■ **Text**
· · · ·

NEWS

A Greek paradox: many elderly are broke despite costly pensions

The plight of 79-year-old Athenian Zina Razi and thousands like her strikes at the heart of why talks between Greece and its creditors have collapsed. She lives off a pension system that helps to consume a huge proportion of state spending and can appear overly indulgent – but still she’s broke.

Razi barely keeps up with her power and water bills, and since her middle-aged son lost his job, supports him as well. “I am always in debt,” she said. “I can’t even imagine going to the cinema or the theatre like I did in the past.”

This paradox goes a long way to explain why the leftist-led government and its creditors at the European Union and IMF have failed to bridge their differences over a cash-for-reform deal, leading to Sunday’s breakdown of talks.

Five years of austerity policies imposed at the creditors’ behest have helped to turn a recession into a full-blown depression, and still they want more. Athens has flatly refused to achieve further savings by raising value-added tax on essential items or, crucially, slashing pension benefits.

As it inches closer to default and a potentially calamitous exit from the euro zone, the government has dismissed such demands as “absurd” or designed to pummel Greeks’ morale.

To the lenders, the pension system is still too generous compared with what the country can afford. Greece spent 17.5 percent of its economic output on pension payments, more than any other EU country, according to the latest available Eurostat figures from 2012.

With existing cuts, this figure has since fallen to 16 percent.

However, one person familiar with the talks said wages and pensions together still eat up 80 percent of primary state spending, before debt servicing costs. “The remaining 20 percent is already cut to the bone, indeed too far,” he said. “Civil servants have no pencils to write with, buildings in need of maintenance are crumbling. It’s not possible to make public finances sustainable without working on wages and pensions.”

Despite years of reforms, many Greeks can still retire early, especially workers in the public sector and professions classified as hazardous such as the army.

One high profile example is Fofi Gennimata, who became the leader of the opposition PASOK party last weekend. She is a former bank clerk with three children who applied for a pension last year aged just 51. Her office says she has stopped taking the pension payment since becoming a member of parliament.

Greece’s state spending on pensions is three times’ higher as a proportion than Germany’s, and critics accuse Greece of wanting a soft life at somebody else’s expense.

Unhelpful demographics

Demographics haven’t helped Greece. The number of pensioners has been rising since 2009. That’s either because the state has offered incentives to workers to retire as part of efforts to cut wage costs, or because workers themselves rushed to do so before the government raised the retirement age.

To many Greeks, not least the Syriza party that stormed to power in January promising to push the clock back on austerity, the creditors’ demands are yet another way to clobber vulnerable people needlessly.

· · · ·

■ **Short task 1**
Show every line of the entries below that contains the word "gift".

■ **Data excerpts**
· · · ·

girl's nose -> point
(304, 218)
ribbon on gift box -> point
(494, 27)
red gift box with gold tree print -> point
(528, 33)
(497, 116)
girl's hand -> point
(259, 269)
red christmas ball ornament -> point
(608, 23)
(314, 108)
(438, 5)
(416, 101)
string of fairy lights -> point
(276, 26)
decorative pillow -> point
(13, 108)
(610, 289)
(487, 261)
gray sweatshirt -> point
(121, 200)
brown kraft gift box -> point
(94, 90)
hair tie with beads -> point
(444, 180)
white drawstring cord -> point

· · · ·

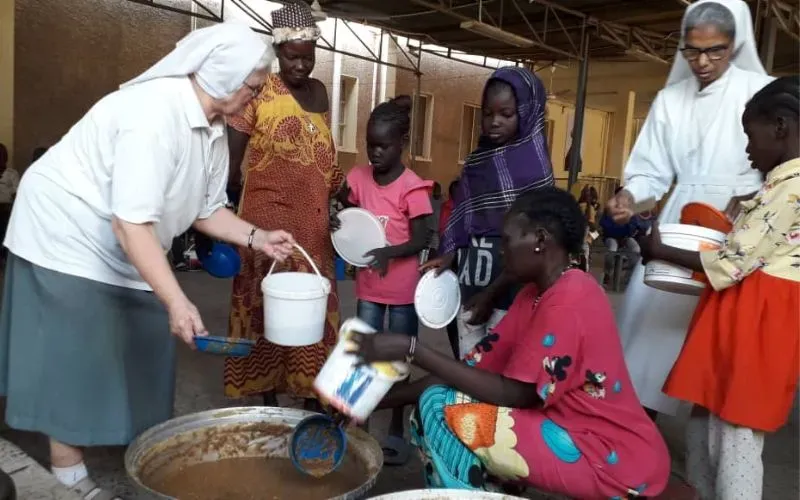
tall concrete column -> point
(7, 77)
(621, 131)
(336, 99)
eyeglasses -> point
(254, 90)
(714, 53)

· · · ·

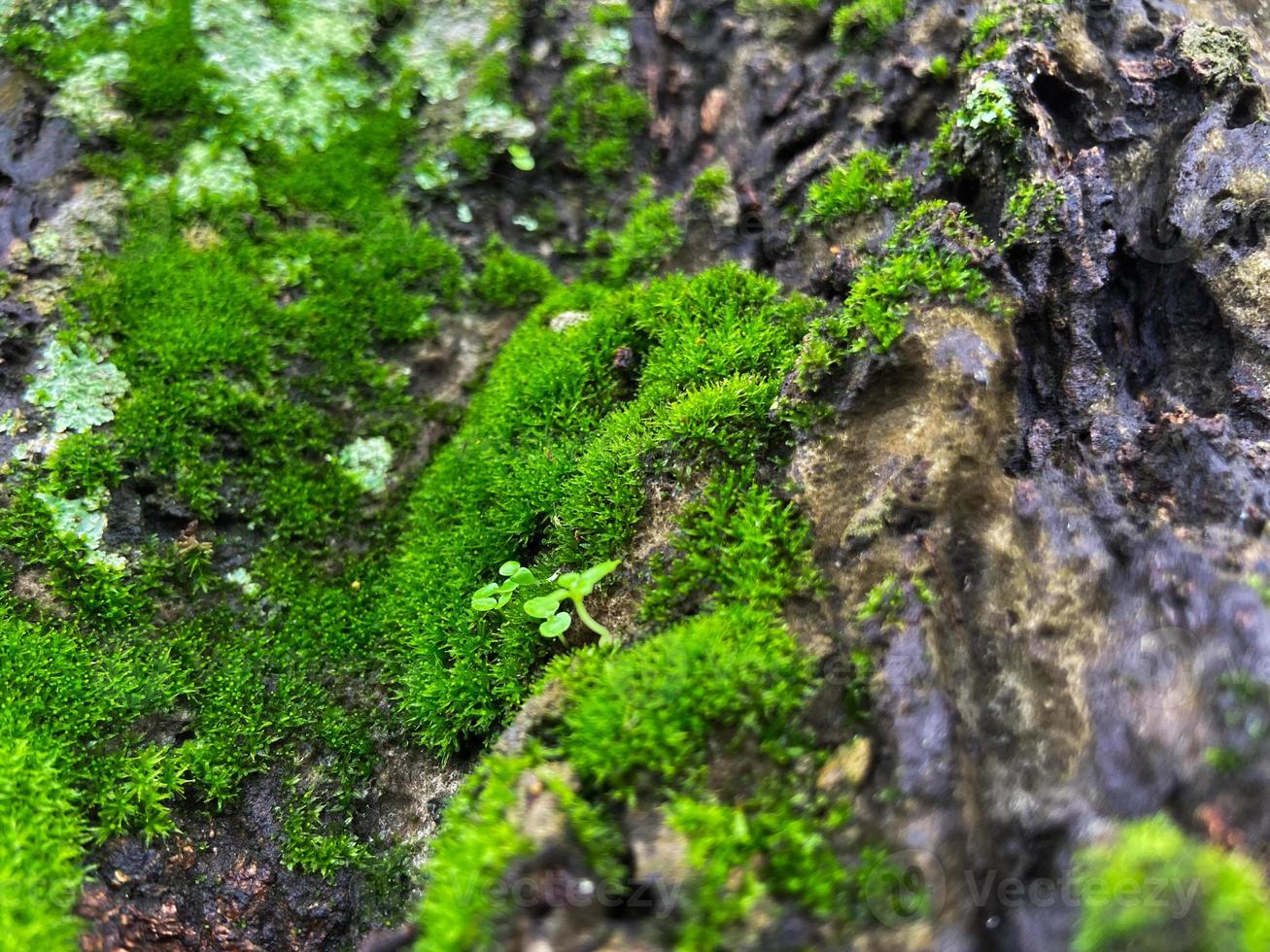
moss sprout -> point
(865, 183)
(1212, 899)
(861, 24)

· · · ·

■ **Short task 2**
Rewrite the stretch of the Greek pensions article from "A Greek paradox: many" through "still she’s broke.", putting "retirement scheme" in place of "pension system".

■ **Final answer 1**
ribbon on gift box -> point
red gift box with gold tree print -> point
brown kraft gift box -> point

■ **Final answer 2**
A Greek paradox: many elderly are broke despite costly pensions

The plight of 79-year-old Athenian Zina Razi and thousands like her strikes at the heart of why talks between Greece and its creditors have collapsed. She lives off a retirement scheme that helps to consume a huge proportion of state spending and can appear overly indulgent – but still she’s broke.